В нашем домашнем архиве имеется выписка из письма, сделанная рукой Наташи. Письма я не обнаружил и потому не могу назвать ни автора, ни даты, когда оно было написано. Мотивы, побудившие Наташу сделать эту выписку, нуждаются в пояснении: «Я вас очень, по-настоящему, ото всей души люблю, потому что оба вы давно для меня стали родными. Не в том дело, что много раз в трудные и в критические дни жизни я чувствовал ваше тепло и практическую поддержу, но в том, что вы родные по самому важному, самому глубокому, самому живому в жизни: по тому единственному реальному миру в мире, который в вас вечно светел и чист, – поэзии! Сколько бы я ни скрывался в сутолоке своих дел или даже в суете безделья – я всегда помню о вас, люблю и всякий раз, когда вынырну к вам, чувствую себя так, словно мы никогда не расставались». Я уже упоминал, что обнаружил этот отрывок, разбирая домашний десятилетиями собравшийся архив. Письмо, содержавшее эти взволнованные и волнующие строки, пришло в мое сегодня из трех- или даже четырехлетней давности. Пришло не как увядший цветок, «забытый в книге», не как «остывшая зола», не как воспоминание. Я его воспринимаю в настоящем времени, как весть от друга, с которым давно не встречался, но встретился, как «словно мы никогда не расставались». В этом письме и жизненное кредо. Оно состоит не только в том, что в живом выделено самое живое, в реальном – самое реальное, но – и это главнейшее – в образе мысли и чувств, обращенных к человеку с признанием в преданности, любви, родстве. И не по признаку товарищеской взаимопомощи в делах практических, хотя и это не пренебрежено, но по признаку духовного единения, причащенности самым живым в живом. Снималось чувство одиночества и затерянности в мире кривых зеркал – абсурдном мире. Я сказал о выдержке из давным-давно полученного письма, как содержащей жизненное кредо. Это и наше, мое и Наташи, кредо. Остаюсь с ним.

Наташа тщательно собирала и хранила мои стихотворные падения. Для нее было существенно не их достоинство, а то, что они мои. Образовался пухлый от вложенных в него листков портфель. В нем отдельная пачка с надписью рукой Наташи: «Стихи, посвященные мне». Их берегла, как святыню.

- Задачи для работы
1 - Перескажите короче абзац отрывка, начинающийся словами «Наташа тщательно собирала», сохранив его главные факты.
2 - Выберите из записей все строки, содержащие слово «long».
Отрывок и записи представляют собой отдельные, не связанные между собой материалы.

- Имеющиеся записи

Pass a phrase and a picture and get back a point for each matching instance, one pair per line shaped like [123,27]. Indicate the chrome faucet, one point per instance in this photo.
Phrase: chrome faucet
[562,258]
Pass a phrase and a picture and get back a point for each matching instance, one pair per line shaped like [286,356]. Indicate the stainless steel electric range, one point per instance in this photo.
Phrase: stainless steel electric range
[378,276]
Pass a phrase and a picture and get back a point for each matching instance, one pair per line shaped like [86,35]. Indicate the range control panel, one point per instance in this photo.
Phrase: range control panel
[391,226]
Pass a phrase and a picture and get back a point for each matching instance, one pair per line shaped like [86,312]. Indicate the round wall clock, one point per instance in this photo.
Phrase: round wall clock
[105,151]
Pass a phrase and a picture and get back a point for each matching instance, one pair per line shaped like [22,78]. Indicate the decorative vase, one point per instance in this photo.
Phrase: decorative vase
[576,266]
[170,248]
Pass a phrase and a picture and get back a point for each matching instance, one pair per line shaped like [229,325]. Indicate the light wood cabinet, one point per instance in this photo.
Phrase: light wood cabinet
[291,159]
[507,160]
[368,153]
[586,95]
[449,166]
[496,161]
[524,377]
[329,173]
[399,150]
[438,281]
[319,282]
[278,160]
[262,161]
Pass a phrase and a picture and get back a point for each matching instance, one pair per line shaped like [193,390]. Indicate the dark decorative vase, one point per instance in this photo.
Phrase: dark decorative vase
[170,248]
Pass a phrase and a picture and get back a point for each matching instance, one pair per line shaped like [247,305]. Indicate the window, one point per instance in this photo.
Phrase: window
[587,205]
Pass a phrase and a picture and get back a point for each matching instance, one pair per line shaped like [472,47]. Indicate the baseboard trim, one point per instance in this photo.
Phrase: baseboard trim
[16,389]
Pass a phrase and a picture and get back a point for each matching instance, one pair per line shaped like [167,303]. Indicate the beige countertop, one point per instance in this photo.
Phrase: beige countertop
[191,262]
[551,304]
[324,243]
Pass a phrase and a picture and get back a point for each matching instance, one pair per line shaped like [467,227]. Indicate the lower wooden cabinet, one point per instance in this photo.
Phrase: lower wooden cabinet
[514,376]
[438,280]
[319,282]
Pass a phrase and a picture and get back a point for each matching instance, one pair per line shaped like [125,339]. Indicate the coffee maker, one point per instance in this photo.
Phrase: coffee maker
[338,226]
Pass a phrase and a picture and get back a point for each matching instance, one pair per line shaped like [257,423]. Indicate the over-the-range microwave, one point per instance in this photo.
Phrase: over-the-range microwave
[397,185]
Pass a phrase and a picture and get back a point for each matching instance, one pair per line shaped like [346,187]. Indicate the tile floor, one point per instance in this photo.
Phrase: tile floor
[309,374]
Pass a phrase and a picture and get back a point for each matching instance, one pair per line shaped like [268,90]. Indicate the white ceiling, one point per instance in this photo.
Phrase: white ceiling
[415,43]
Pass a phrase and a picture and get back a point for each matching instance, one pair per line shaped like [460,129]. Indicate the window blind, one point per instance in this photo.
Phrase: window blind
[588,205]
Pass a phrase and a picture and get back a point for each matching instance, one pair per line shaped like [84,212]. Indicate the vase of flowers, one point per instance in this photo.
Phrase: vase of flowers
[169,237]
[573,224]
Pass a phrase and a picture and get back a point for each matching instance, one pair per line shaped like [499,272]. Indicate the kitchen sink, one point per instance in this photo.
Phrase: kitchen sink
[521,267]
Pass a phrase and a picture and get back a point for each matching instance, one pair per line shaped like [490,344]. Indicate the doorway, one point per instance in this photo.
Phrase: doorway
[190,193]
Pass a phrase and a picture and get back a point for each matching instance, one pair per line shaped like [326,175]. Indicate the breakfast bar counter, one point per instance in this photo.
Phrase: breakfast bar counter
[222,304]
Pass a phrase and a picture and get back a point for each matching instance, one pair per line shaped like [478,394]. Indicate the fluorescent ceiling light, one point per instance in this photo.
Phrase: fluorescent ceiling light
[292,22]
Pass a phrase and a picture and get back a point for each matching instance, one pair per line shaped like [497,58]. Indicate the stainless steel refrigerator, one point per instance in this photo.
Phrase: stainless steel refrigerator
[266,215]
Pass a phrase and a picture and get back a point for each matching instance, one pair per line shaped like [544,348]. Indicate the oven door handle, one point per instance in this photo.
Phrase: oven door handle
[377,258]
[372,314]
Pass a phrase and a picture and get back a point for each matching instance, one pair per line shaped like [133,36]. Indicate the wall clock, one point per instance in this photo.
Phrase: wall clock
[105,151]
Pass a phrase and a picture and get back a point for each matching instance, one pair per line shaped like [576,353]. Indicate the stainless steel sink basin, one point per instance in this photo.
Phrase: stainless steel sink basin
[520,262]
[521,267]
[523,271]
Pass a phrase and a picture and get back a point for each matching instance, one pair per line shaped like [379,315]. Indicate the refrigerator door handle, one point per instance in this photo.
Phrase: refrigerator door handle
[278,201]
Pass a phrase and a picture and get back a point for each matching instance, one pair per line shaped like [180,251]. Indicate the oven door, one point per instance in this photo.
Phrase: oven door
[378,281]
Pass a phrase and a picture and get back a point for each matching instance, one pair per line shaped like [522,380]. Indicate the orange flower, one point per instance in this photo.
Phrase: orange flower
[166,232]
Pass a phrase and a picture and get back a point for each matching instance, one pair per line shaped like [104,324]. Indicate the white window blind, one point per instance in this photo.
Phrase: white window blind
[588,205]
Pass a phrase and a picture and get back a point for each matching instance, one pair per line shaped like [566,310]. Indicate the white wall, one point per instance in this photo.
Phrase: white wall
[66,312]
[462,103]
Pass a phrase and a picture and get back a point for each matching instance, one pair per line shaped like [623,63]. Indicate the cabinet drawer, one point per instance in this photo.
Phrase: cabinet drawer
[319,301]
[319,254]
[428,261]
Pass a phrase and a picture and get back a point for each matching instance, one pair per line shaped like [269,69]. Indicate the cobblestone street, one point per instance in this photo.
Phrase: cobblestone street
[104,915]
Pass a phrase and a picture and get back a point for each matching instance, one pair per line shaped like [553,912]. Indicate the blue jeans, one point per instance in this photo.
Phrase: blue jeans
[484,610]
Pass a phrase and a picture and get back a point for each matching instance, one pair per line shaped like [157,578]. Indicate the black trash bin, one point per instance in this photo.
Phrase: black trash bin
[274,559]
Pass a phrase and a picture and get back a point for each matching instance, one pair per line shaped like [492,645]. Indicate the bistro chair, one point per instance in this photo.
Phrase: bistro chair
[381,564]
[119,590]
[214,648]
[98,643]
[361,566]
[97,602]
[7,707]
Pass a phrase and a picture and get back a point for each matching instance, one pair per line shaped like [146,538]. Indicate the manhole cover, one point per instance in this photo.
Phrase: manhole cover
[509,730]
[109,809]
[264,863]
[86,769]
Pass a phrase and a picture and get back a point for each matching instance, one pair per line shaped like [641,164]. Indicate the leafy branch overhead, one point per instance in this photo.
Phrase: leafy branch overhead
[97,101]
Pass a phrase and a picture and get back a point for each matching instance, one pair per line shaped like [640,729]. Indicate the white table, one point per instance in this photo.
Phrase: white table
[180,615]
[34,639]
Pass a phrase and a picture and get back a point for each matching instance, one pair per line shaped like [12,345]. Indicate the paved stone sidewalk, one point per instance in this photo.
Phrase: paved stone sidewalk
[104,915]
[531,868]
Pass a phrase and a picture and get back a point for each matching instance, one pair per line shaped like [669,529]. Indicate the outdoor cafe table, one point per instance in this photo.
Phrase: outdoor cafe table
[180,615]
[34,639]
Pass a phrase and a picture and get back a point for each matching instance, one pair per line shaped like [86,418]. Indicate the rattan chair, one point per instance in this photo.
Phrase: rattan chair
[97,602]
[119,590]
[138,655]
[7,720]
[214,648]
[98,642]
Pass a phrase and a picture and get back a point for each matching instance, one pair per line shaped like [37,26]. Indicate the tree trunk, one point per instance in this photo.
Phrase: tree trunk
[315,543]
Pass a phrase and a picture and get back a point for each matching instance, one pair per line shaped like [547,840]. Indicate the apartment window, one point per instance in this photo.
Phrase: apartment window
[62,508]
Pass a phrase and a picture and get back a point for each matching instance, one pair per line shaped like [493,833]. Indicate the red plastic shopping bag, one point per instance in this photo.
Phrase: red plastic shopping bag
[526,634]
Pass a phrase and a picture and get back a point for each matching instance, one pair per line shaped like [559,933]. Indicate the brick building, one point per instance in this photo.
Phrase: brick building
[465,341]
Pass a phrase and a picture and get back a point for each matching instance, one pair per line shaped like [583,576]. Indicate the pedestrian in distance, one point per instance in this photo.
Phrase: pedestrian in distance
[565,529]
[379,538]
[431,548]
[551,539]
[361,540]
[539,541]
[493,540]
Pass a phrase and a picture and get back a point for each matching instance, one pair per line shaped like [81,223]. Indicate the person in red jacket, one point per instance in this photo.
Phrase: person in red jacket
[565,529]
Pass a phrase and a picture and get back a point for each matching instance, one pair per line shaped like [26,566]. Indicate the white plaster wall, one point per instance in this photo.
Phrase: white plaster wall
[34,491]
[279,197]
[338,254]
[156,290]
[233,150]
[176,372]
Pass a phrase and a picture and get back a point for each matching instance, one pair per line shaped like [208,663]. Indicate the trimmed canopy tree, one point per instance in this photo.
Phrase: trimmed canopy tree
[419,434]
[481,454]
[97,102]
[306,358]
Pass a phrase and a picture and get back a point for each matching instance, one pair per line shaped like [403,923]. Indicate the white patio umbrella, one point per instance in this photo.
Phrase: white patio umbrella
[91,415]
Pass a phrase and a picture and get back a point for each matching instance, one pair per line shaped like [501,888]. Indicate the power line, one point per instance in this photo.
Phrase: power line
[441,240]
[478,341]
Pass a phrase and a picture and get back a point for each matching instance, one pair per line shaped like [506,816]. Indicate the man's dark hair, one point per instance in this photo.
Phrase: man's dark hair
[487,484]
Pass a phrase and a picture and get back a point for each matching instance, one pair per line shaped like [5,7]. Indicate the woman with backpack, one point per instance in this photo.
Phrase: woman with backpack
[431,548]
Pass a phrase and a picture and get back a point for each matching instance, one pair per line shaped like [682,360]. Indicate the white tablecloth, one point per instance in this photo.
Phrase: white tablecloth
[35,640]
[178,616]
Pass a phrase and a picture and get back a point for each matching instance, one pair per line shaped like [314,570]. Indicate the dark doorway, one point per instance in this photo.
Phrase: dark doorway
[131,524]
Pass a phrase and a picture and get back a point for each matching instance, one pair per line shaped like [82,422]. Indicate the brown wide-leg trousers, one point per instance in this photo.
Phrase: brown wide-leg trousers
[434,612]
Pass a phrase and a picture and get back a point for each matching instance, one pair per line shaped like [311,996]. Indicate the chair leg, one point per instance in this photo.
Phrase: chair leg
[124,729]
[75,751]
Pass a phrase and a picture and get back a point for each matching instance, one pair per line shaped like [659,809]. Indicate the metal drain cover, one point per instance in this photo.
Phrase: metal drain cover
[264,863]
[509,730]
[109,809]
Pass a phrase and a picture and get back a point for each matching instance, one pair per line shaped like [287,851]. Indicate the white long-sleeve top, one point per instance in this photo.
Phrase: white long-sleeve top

- Ответы по заданиям
1 - Наташа бережно собирала стихи рассказчика, ценя не их достоинство, а то, что они его. Набрался пухлый портфель листков, а в нём лежала отдельная пачка с её надписью «Стихи, посвященные мне». Эти стихи она хранила как святыню.

2 -
Pass a phrase and a picture and get back a point for each matching instance, one pair per line shaped like [287,851]. Indicate the white long-sleeve top, one point per instance in this photo.
Phrase: white long-sleeve top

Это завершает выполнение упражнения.